Raw records
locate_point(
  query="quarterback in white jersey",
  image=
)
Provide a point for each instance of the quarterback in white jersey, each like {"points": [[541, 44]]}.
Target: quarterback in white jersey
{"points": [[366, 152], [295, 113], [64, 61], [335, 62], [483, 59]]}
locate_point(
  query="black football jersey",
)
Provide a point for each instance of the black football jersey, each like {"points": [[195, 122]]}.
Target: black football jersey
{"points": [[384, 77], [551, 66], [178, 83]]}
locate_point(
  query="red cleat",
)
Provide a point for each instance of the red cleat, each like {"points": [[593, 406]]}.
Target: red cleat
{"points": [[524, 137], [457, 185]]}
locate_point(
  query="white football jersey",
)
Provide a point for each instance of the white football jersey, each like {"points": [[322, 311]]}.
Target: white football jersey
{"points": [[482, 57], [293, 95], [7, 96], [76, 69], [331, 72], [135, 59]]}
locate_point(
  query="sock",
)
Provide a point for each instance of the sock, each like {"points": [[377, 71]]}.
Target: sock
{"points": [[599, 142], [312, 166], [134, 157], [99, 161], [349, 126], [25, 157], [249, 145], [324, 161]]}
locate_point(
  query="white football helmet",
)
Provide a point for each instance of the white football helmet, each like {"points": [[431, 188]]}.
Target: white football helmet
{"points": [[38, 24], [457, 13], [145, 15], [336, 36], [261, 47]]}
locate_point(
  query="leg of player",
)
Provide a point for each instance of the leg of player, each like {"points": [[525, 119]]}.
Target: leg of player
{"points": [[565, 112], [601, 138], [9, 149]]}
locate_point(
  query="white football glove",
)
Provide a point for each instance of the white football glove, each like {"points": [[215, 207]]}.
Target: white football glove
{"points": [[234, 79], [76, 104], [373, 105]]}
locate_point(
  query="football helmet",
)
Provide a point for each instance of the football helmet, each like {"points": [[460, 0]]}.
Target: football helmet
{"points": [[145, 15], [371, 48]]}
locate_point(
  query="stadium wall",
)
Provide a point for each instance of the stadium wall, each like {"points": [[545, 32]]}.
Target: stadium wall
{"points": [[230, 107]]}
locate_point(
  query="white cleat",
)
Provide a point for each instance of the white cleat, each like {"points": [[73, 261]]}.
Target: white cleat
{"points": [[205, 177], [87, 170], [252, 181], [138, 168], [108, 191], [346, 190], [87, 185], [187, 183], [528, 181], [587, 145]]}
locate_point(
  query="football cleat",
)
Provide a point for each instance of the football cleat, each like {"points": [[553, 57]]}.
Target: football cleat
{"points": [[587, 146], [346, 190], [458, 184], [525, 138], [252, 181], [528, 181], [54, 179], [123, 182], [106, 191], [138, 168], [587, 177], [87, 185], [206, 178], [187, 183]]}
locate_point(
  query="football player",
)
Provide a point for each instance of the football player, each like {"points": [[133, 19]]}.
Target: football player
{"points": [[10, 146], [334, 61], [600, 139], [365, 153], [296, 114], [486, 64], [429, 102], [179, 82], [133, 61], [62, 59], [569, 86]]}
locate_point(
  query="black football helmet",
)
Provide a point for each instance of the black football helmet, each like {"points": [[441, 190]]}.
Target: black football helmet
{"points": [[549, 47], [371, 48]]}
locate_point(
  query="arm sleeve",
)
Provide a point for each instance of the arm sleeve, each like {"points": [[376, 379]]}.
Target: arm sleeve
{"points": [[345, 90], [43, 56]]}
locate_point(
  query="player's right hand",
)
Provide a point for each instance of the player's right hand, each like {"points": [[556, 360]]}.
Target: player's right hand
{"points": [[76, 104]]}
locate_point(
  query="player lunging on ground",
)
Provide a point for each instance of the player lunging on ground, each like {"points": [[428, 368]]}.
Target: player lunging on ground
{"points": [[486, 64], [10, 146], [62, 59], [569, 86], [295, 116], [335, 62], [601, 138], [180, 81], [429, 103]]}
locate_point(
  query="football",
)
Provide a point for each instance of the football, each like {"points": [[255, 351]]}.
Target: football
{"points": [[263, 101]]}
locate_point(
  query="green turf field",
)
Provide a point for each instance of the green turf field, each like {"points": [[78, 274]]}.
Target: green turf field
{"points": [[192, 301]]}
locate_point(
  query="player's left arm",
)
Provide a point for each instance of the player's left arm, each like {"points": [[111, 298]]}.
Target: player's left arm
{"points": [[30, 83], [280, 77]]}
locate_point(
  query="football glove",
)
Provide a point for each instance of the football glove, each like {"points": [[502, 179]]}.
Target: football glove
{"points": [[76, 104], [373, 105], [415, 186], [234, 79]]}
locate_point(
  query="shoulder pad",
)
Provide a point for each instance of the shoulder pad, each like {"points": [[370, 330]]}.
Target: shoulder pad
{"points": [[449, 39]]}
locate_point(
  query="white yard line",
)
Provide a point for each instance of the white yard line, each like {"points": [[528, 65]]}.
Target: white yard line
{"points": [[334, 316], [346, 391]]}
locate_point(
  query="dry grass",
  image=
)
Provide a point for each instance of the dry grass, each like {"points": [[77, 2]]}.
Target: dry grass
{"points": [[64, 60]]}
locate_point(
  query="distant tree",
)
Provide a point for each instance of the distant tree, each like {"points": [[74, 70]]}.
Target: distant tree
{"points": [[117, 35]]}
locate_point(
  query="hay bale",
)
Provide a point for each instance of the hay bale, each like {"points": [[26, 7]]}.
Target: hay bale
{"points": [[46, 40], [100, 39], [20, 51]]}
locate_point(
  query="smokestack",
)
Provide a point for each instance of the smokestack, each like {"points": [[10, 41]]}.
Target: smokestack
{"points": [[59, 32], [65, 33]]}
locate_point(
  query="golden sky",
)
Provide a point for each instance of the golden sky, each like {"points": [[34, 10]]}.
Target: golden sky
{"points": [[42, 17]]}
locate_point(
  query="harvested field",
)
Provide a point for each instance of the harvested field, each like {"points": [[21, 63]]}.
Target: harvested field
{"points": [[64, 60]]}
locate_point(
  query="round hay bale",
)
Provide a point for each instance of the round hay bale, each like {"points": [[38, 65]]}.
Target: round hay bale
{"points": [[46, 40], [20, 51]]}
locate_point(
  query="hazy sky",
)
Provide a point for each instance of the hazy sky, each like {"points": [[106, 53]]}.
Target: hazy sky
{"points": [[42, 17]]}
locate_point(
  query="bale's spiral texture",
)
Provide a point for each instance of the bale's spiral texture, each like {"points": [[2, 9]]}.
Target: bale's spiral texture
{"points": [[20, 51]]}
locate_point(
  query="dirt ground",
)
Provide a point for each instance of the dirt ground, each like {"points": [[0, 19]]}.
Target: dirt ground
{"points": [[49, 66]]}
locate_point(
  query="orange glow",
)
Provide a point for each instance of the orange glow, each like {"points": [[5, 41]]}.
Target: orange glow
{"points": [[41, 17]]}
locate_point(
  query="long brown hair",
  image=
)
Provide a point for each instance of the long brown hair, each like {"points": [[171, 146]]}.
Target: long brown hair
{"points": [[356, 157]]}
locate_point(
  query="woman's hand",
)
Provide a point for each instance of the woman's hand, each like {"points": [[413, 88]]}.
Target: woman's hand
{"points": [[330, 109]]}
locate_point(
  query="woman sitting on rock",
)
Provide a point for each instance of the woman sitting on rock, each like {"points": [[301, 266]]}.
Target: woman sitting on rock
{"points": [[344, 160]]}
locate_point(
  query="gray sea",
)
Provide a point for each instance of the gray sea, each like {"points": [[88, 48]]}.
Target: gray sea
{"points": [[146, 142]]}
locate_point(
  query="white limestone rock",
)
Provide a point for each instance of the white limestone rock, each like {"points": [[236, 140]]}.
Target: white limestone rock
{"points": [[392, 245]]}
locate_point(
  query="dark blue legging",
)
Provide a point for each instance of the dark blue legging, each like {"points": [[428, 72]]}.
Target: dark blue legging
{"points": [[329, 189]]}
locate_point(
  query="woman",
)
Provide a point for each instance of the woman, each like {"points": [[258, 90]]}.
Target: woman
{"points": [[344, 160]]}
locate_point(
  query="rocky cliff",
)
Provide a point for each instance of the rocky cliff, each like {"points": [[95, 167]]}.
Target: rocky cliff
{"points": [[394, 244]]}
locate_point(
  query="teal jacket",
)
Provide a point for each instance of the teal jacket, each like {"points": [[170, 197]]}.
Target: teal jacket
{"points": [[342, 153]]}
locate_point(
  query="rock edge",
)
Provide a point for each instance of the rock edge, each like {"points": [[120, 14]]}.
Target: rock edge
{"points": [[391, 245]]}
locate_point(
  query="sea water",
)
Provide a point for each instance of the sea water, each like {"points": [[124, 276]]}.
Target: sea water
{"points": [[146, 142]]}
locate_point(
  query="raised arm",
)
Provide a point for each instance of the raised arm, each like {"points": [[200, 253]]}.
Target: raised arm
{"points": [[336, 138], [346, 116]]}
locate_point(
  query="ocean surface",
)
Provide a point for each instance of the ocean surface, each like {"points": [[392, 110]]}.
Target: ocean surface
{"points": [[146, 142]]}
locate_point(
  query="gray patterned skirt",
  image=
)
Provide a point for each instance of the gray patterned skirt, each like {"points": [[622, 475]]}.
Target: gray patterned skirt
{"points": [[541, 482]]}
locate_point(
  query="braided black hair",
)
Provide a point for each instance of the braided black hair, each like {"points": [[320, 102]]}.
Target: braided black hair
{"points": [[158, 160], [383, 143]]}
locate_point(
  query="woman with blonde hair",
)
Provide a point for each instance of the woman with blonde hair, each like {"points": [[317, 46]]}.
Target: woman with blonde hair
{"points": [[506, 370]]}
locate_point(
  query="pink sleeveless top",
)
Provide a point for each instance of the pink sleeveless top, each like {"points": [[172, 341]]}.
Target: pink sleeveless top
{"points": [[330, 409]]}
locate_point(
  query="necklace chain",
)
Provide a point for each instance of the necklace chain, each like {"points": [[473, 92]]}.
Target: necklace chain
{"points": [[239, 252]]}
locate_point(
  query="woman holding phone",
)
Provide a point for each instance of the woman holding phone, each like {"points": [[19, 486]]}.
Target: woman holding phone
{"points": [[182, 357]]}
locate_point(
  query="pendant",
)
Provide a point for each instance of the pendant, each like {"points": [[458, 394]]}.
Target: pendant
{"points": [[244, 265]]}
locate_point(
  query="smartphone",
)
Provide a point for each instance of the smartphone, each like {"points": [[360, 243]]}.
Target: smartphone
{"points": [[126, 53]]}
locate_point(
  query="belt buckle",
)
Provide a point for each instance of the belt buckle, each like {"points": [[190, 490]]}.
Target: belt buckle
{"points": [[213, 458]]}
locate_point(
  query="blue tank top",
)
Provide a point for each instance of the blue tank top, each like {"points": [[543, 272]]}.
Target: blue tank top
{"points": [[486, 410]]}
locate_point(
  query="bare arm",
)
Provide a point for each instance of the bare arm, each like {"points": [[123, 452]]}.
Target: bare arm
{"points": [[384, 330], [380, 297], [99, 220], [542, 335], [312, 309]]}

- [Set exercise]: Count the lines in the items above that contain the string "helmet", treating uppercase and lowercase as distinct, and give only that number.

- [Response to this exercise]: 9